Written exercise :: Put the lines from the one containing "A note for the class: find the tree bark" up to and including the one containing "<point>120,82</point>" into a JSON list of strings, one string per line, with blank lines left out.

(Lines of data)
····················

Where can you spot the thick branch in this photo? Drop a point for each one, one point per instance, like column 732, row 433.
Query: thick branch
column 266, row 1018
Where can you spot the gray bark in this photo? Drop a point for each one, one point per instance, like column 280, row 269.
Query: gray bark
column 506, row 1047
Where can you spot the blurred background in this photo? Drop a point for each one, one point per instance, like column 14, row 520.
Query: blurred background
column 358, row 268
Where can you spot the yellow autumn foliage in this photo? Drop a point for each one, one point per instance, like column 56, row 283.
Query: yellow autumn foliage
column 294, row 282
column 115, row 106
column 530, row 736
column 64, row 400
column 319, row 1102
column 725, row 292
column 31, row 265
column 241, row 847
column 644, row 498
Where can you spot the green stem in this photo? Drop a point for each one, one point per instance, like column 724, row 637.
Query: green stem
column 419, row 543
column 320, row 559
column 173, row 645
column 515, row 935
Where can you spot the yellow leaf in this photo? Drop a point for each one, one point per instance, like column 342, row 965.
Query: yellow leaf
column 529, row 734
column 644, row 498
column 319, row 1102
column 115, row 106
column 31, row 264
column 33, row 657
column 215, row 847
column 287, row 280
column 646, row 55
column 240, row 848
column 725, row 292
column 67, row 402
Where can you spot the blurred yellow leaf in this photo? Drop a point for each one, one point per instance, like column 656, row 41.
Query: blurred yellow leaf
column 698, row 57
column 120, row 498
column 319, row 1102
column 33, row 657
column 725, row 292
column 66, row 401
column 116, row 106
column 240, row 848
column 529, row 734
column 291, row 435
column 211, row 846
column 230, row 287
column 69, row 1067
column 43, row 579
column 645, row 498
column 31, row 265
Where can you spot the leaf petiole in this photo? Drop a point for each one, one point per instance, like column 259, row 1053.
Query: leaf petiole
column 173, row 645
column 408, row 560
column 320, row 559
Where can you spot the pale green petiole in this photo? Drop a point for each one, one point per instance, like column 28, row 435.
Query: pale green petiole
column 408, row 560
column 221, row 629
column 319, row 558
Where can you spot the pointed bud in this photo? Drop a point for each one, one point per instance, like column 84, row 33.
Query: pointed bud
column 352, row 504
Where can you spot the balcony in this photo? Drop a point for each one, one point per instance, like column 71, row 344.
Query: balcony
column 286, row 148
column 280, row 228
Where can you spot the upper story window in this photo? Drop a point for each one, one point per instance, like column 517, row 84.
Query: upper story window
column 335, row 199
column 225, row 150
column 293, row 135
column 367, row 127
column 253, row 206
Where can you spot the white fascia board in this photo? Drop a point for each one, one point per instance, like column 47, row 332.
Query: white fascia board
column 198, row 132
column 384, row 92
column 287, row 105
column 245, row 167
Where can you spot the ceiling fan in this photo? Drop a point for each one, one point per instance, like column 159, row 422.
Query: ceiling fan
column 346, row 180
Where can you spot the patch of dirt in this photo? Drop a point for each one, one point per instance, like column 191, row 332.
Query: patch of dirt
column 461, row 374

····················

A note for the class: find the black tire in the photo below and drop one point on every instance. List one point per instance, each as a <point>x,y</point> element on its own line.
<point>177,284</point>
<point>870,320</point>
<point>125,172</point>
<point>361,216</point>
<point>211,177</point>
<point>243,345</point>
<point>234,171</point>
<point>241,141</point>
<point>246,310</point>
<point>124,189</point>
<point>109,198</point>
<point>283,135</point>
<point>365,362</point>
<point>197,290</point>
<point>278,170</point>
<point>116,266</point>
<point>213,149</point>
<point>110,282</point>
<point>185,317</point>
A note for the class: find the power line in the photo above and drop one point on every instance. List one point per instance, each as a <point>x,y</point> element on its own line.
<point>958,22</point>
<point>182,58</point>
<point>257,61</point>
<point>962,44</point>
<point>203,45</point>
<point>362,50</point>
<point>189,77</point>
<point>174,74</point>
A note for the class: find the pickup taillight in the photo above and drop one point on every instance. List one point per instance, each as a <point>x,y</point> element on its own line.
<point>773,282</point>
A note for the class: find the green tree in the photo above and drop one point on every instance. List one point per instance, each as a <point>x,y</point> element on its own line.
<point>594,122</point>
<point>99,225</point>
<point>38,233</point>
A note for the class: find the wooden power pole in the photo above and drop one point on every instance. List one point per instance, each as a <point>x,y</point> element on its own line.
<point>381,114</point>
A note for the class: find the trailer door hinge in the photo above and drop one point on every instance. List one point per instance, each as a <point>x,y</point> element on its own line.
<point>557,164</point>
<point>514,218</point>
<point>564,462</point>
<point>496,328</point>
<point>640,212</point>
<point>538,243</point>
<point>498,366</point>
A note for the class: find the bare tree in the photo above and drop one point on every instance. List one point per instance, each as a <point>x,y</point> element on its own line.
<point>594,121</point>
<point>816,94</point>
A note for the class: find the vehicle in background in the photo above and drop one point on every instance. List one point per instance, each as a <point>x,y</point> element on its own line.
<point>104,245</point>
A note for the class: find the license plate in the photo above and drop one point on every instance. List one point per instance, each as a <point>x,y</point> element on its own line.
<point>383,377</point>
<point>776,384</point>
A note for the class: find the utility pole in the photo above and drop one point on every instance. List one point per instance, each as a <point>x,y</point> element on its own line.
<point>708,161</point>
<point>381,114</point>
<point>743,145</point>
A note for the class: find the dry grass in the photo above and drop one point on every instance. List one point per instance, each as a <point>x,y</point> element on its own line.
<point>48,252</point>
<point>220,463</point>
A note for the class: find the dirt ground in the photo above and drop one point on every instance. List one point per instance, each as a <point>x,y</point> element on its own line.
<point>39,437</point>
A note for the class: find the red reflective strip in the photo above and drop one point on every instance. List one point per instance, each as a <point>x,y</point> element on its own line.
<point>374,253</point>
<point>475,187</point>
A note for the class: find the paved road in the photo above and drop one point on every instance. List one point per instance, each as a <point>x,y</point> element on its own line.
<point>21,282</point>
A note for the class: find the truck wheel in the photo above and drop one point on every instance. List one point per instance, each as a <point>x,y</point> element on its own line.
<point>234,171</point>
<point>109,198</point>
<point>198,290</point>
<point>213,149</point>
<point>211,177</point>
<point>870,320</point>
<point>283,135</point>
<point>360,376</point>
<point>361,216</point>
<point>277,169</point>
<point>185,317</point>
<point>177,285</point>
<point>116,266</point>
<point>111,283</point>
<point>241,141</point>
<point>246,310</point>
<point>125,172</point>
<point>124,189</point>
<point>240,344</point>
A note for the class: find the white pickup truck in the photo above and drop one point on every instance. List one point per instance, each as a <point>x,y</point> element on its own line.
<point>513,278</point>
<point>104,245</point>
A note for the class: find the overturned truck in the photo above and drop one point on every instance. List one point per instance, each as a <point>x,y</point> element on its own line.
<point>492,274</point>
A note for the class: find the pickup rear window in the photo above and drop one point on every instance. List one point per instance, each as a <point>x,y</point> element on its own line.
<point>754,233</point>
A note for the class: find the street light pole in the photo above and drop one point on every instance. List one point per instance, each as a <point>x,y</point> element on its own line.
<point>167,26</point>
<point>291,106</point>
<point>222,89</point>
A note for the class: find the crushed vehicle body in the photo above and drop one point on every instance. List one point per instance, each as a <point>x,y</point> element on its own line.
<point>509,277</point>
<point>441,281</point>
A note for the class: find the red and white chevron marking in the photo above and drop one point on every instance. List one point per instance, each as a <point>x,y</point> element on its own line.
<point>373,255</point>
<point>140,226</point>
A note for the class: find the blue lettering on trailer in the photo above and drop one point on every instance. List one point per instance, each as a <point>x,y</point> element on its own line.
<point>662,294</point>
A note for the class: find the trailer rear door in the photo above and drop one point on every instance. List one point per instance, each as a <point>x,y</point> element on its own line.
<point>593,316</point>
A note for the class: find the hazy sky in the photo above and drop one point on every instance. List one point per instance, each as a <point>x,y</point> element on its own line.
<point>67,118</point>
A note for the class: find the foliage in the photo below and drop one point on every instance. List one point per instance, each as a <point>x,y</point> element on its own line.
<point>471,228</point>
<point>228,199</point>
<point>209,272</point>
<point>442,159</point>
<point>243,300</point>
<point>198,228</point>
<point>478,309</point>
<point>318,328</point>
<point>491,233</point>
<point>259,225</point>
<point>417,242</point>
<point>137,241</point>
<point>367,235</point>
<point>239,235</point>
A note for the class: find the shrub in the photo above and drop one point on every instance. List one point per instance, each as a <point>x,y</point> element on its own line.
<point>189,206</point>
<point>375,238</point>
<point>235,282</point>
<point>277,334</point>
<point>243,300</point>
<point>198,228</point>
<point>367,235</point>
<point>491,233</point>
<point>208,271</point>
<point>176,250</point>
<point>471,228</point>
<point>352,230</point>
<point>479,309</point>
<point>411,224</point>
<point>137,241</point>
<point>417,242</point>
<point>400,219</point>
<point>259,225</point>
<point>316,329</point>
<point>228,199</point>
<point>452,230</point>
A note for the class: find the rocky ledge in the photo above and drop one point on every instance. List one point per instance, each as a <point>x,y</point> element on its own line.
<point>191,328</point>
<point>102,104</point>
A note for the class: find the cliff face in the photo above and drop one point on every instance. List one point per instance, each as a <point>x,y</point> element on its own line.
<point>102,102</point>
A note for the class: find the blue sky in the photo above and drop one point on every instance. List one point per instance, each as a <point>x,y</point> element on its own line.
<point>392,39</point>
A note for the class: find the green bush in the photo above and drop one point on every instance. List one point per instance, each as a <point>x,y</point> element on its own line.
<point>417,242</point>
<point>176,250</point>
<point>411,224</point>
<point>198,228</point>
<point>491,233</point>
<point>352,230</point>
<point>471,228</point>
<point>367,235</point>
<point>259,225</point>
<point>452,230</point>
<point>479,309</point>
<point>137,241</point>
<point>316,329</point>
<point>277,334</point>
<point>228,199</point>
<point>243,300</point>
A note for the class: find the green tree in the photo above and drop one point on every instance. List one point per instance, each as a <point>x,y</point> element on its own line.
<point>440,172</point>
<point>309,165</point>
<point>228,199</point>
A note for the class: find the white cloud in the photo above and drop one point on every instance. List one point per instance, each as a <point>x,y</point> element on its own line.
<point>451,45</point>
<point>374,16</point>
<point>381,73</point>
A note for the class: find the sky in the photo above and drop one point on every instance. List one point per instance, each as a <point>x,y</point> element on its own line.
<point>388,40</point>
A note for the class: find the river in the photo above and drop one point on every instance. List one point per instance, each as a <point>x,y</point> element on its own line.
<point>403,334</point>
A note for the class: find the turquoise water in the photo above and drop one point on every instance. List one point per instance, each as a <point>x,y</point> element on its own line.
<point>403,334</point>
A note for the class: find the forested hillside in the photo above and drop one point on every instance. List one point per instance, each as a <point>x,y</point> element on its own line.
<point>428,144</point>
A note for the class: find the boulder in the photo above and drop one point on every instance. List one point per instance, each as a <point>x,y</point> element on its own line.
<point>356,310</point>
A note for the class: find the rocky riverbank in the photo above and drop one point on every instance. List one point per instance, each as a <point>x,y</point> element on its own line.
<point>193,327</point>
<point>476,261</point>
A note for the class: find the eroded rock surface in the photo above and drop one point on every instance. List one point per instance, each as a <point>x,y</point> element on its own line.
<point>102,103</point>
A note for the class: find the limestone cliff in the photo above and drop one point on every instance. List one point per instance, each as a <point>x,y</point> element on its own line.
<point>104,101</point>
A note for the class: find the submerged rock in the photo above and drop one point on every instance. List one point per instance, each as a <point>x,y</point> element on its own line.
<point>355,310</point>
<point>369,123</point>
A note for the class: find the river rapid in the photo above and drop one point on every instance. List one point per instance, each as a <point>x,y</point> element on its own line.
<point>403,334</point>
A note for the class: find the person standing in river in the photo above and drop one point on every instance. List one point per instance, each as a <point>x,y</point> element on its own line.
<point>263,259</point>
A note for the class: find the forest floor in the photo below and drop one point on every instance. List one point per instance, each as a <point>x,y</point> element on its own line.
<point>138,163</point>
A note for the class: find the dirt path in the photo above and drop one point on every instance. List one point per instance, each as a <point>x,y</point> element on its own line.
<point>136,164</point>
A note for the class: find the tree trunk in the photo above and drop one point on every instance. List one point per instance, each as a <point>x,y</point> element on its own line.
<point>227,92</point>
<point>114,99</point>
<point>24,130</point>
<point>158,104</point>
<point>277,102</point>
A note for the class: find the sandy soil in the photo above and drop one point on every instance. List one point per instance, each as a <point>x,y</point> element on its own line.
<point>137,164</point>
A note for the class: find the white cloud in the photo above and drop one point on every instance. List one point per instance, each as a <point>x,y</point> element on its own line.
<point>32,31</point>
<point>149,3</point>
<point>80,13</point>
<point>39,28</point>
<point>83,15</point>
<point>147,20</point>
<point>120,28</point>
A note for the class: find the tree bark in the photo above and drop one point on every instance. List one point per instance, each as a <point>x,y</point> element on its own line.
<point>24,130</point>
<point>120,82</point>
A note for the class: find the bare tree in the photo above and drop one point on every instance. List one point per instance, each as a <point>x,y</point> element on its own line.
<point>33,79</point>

····················

Answer to this task ::
[
  "A note for the class: find the tree bark in the photo above and drop one point on every instance. List one point per instance, each as a <point>x,y</point> element on its own line.",
  "<point>24,130</point>",
  "<point>120,82</point>"
]